### Task requirements
Please count the lines of the data below that contain the string "ceiling", treating uppercase and lowercase as different, and reply with that number only.

# Start of Dataset content

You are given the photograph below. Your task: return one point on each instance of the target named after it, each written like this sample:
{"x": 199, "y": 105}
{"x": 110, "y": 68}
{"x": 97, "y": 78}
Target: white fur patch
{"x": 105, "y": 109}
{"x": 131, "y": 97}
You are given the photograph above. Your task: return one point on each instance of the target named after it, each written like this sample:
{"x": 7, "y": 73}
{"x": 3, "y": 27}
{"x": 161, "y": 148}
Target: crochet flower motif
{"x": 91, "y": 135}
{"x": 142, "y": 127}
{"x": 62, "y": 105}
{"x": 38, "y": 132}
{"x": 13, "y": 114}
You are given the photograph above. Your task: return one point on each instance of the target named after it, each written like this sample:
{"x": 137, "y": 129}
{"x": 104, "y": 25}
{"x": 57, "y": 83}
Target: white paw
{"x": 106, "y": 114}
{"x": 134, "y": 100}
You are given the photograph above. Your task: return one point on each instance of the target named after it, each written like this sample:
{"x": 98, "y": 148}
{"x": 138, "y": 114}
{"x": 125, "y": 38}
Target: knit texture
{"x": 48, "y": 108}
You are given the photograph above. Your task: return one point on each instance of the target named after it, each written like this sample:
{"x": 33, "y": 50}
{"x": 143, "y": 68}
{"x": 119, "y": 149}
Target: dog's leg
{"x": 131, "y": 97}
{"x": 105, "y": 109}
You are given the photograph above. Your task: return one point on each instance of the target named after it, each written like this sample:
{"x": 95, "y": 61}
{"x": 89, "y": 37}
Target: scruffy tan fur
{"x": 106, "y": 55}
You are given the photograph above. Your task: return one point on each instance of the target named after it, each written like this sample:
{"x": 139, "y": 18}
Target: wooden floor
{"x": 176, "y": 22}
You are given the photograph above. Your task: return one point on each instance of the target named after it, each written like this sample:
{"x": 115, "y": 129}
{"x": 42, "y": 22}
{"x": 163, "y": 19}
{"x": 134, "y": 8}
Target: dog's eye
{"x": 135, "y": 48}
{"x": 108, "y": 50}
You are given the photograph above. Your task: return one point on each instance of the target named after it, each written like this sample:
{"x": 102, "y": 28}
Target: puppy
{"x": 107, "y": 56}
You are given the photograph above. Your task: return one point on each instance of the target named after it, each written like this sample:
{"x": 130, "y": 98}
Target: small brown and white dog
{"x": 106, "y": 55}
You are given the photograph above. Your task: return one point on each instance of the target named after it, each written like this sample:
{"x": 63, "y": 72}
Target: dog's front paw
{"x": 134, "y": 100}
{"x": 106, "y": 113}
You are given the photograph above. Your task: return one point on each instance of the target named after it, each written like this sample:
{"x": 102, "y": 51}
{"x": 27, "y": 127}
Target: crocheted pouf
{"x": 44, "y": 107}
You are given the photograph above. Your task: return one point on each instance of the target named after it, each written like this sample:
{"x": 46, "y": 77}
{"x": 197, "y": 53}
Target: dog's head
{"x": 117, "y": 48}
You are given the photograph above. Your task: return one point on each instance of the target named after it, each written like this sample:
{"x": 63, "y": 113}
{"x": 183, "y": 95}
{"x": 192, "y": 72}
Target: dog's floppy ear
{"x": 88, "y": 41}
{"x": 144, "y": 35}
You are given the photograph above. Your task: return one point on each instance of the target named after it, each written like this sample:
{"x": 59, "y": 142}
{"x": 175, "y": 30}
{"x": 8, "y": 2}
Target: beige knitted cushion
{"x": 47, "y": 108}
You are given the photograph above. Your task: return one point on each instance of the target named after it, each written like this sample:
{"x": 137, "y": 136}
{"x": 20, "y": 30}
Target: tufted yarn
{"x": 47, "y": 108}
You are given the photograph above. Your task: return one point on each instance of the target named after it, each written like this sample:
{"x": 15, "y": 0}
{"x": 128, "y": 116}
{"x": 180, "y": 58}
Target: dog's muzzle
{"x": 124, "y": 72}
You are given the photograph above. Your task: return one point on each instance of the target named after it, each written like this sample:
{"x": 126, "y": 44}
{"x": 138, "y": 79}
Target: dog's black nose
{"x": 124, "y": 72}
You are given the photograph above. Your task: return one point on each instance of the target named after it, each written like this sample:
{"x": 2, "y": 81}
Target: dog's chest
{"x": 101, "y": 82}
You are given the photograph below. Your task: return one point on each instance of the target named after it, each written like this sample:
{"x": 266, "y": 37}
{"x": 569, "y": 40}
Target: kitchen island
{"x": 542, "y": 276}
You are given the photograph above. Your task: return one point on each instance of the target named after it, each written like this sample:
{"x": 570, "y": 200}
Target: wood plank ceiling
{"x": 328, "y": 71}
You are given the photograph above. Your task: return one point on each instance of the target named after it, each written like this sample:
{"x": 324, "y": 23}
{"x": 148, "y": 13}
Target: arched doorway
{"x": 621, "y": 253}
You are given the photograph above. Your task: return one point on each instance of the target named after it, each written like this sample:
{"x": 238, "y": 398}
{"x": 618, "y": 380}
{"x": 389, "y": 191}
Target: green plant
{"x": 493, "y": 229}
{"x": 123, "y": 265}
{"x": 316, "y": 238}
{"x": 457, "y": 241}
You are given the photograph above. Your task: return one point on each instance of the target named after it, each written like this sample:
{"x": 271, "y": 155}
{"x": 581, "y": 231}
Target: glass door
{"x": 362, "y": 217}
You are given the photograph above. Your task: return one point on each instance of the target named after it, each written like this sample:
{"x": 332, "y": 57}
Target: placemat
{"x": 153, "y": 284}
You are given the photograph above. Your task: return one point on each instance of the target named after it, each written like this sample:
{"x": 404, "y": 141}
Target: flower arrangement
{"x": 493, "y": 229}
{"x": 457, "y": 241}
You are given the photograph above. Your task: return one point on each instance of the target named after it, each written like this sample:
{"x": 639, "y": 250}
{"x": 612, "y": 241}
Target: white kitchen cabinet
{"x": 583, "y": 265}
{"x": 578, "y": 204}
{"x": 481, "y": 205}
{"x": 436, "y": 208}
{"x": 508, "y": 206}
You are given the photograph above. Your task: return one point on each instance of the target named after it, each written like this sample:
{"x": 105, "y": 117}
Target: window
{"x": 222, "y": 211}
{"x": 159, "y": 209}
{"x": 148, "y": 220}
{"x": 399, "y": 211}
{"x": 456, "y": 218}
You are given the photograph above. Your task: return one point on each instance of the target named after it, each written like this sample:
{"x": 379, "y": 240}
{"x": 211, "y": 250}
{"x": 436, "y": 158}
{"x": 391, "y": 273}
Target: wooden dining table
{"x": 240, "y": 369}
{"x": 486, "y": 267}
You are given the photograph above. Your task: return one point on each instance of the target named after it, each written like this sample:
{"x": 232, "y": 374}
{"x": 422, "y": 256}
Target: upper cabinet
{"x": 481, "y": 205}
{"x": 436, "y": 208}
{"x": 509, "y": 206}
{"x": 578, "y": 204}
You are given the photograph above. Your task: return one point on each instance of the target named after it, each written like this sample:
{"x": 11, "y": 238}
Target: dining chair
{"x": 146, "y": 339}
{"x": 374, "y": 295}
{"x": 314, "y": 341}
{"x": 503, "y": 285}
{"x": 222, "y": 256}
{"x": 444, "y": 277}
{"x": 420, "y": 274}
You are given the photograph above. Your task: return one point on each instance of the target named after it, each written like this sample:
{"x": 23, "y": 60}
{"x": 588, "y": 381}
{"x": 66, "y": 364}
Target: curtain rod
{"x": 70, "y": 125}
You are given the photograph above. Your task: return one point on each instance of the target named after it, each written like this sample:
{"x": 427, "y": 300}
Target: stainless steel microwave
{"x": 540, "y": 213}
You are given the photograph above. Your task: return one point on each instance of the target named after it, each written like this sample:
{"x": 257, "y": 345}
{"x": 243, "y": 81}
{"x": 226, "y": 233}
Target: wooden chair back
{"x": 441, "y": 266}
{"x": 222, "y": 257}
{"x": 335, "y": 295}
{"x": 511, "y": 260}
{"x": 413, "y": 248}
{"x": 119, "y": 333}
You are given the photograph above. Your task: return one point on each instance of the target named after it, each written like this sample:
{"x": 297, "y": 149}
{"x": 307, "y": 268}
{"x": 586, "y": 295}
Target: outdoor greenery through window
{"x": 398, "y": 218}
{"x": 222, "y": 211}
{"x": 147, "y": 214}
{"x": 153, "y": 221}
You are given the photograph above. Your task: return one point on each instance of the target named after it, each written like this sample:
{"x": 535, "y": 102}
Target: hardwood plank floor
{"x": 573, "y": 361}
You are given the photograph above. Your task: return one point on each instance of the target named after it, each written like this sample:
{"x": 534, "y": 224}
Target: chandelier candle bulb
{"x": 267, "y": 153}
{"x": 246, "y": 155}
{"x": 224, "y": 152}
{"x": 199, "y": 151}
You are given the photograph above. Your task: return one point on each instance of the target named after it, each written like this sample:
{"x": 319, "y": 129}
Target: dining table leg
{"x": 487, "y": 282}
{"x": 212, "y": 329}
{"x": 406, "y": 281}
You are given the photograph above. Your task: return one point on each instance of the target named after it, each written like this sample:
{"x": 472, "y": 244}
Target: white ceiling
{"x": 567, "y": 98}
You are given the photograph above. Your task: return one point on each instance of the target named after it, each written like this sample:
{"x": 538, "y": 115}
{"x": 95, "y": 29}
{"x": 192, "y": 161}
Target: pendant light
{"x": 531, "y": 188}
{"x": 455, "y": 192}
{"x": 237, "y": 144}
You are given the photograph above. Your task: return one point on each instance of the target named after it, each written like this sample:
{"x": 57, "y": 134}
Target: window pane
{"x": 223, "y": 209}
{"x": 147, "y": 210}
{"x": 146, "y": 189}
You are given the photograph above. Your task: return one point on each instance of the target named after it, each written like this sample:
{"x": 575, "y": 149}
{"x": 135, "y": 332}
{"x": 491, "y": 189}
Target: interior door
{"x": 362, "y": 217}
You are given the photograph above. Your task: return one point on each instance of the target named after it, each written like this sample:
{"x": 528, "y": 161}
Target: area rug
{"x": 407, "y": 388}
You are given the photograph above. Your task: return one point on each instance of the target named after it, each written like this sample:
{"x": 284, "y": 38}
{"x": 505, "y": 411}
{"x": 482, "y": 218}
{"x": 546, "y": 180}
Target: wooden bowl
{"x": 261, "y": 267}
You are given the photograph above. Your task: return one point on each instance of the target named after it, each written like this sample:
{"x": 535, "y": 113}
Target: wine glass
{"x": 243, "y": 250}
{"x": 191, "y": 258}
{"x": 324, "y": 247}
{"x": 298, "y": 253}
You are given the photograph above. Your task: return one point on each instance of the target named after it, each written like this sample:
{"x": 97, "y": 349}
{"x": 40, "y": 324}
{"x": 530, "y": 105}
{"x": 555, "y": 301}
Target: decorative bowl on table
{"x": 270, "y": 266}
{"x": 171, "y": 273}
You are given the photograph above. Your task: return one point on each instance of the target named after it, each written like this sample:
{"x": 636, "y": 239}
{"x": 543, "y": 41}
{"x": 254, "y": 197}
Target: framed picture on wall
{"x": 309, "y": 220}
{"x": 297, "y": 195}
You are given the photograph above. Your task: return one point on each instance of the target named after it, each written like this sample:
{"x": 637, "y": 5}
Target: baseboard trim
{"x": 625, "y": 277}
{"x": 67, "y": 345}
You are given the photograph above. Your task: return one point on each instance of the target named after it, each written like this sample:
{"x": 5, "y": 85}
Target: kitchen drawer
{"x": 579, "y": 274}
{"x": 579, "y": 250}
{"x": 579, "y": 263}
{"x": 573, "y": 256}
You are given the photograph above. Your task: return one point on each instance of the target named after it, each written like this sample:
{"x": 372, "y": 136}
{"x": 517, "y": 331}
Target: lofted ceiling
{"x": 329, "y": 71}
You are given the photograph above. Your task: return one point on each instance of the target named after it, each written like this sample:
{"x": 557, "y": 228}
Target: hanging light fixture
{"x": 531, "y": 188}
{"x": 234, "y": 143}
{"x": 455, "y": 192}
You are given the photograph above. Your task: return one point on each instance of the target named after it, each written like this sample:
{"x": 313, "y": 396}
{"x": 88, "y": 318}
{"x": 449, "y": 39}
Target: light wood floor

# End of Dataset content

### Output of the exercise
3